Reading passage:
-=-=-=-=-
Yeah, I know. Crafter_Man has a right to his opinions. So does minty green. Why in the hell are you arguing with the one would follow the law, probably even if it ruled in your favor, instead of the one who is giving you one hell of a black eye?
I refuse to believe that. There are many people here who are law-abiding, intelligent and believe that the have a right to keep arms. They are willing to work through the system.
Bite me. The name calling started when Tedster stupidly asserted that “any damn fool” knows the Second Amendment was intended to allow citizens to defend themselves from criminals. I am not a damn fool, Tedster was 100% wrong, and I reacted accordingly. Then Crafter_Man chimed in with his bullshit assertion that the English language didn’t mean the same back then as it does now. When I corrected him–and I really did look at a couple dictionaries before posting that response–he repeated it in an extremely condescending and willfully ignorant manner. So I called him for the idiot he was being. Basically, I stand by every insult I’ve posted here, plus the recommendation that if someone is delusional enough to go tramping around the fields playing pretend soldier, that person is in need of psychiatric help. That shit’s whacked out, man.
WTF? The Court required evidence that the gun was of a type suitable for militia use to support the trial court’s ruling that it was protected by the Second Amendment. There must be such evidence or it will not be protected. Where’s the disconnect?
-=-=-=-=-
Data excerpts:
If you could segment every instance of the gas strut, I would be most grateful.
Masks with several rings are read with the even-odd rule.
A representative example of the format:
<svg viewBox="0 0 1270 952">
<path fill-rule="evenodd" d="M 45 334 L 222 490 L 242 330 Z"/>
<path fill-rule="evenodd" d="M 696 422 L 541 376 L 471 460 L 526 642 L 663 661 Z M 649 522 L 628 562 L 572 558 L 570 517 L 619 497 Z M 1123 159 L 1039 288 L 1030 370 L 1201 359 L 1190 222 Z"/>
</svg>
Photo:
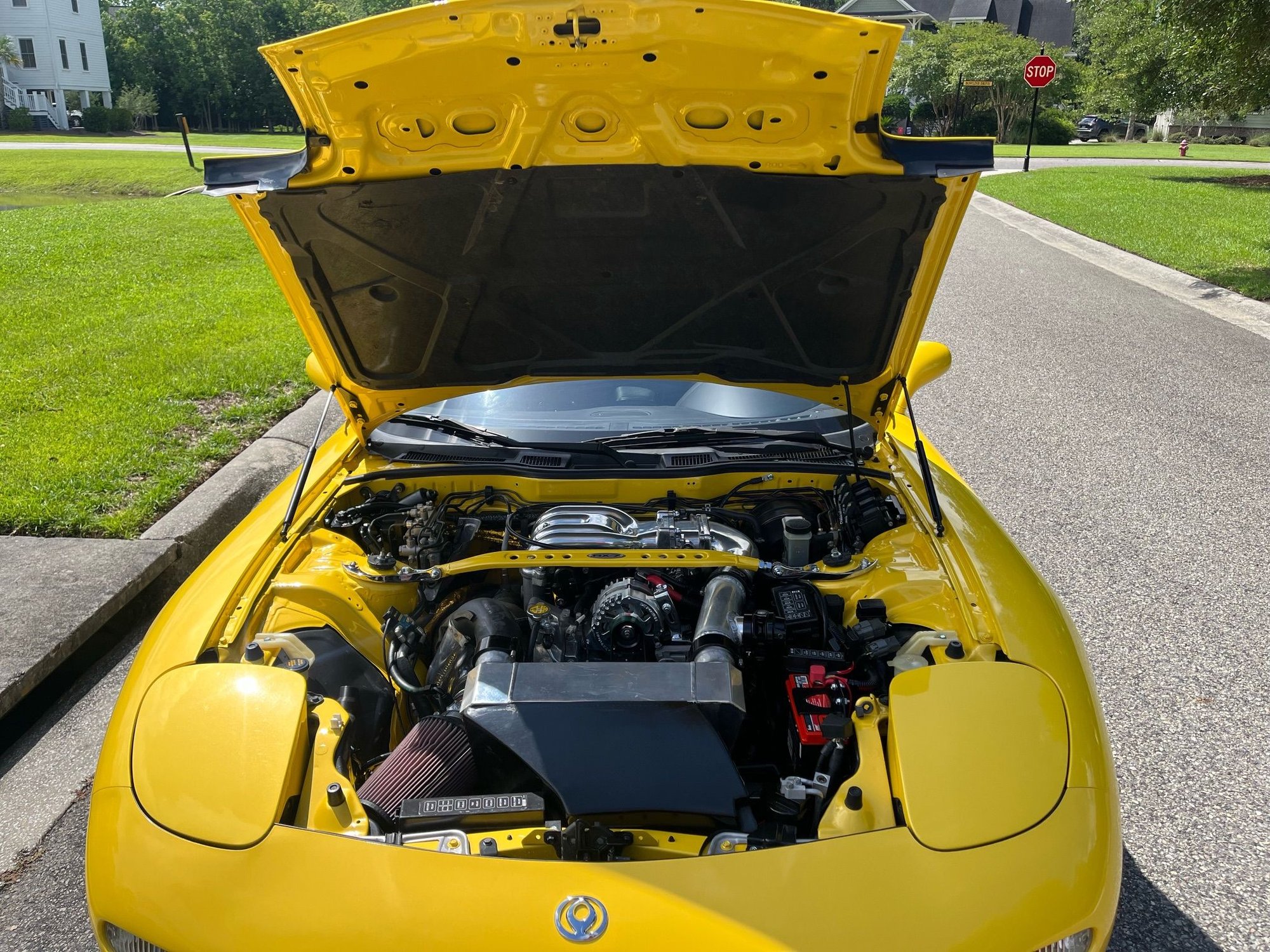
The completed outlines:
<svg viewBox="0 0 1270 952">
<path fill-rule="evenodd" d="M 282 517 L 282 541 L 287 541 L 287 532 L 291 531 L 291 520 L 296 518 L 296 509 L 300 508 L 300 496 L 304 495 L 305 484 L 309 482 L 309 470 L 312 468 L 314 457 L 318 456 L 318 440 L 321 439 L 321 428 L 326 423 L 326 411 L 330 410 L 330 401 L 335 399 L 335 388 L 331 387 L 326 395 L 326 402 L 321 407 L 321 418 L 318 420 L 318 429 L 314 430 L 314 440 L 309 444 L 305 461 L 300 465 L 300 476 L 296 477 L 296 487 L 291 491 L 291 501 L 287 504 L 287 514 Z"/>
<path fill-rule="evenodd" d="M 931 463 L 926 458 L 926 447 L 922 446 L 922 434 L 917 429 L 917 418 L 913 416 L 913 397 L 908 395 L 908 381 L 899 378 L 899 386 L 904 388 L 904 406 L 908 410 L 908 421 L 913 424 L 913 447 L 917 449 L 917 465 L 922 468 L 922 482 L 926 486 L 926 500 L 931 506 L 931 519 L 935 522 L 935 534 L 944 536 L 944 510 L 940 509 L 940 498 L 935 491 L 935 475 L 931 472 Z"/>
</svg>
-=-=-=-=-
Complete the following:
- 1) Answer these questions about the forum passage, one line each:
(a) What did Tedster assert that "any damn fool" knows?
(b) What did the writer look at before replying to Crafter_Man's claim about the English language?
(c) What evidence did the Court require to support the trial court's ruling?
- 2) Write out every line of the entries above, swapping "gas strut" for "hydraulic strut" and changing nothing else. Omit the pictures.

Answers to the problems:
- 1)
(a) That the Second Amendment was intended to allow citizens to defend themselves from criminals.
(b) A couple dictionaries.
(c) Evidence that the gun was of a type suitable for militia use.

- 2)
If you could segment every instance of the hydraulic strut, I would be most grateful.
Masks with several rings are read with the even-odd rule.
A representative example of the format:
<svg viewBox="0 0 1270 952">
<path fill-rule="evenodd" d="M 45 334 L 222 490 L 242 330 Z"/>
<path fill-rule="evenodd" d="M 696 422 L 541 376 L 471 460 L 526 642 L 663 661 Z M 649 522 L 628 562 L 572 558 L 570 517 L 619 497 Z M 1123 159 L 1039 288 L 1030 370 L 1201 359 L 1190 222 Z"/>
</svg>
Photo:
The completed outlines:
<svg viewBox="0 0 1270 952">
<path fill-rule="evenodd" d="M 282 517 L 282 541 L 287 541 L 287 532 L 291 531 L 291 520 L 296 518 L 296 509 L 300 508 L 300 496 L 304 495 L 305 484 L 309 482 L 309 470 L 312 468 L 314 457 L 318 456 L 318 440 L 321 439 L 321 428 L 326 423 L 326 411 L 330 410 L 330 401 L 335 399 L 335 388 L 331 387 L 326 395 L 326 402 L 321 407 L 321 418 L 318 420 L 318 429 L 314 430 L 314 440 L 309 444 L 305 461 L 300 465 L 300 476 L 296 477 L 296 487 L 291 491 L 291 501 L 287 504 L 287 514 Z"/>
<path fill-rule="evenodd" d="M 931 463 L 926 458 L 926 447 L 922 446 L 922 434 L 917 429 L 917 418 L 913 416 L 913 397 L 908 395 L 908 381 L 899 378 L 899 386 L 904 388 L 904 406 L 908 410 L 908 421 L 913 424 L 913 447 L 917 449 L 917 465 L 922 468 L 922 482 L 926 486 L 926 500 L 931 506 L 931 519 L 935 522 L 935 534 L 944 536 L 944 510 L 940 509 L 940 498 L 935 491 L 935 475 L 931 472 Z"/>
</svg>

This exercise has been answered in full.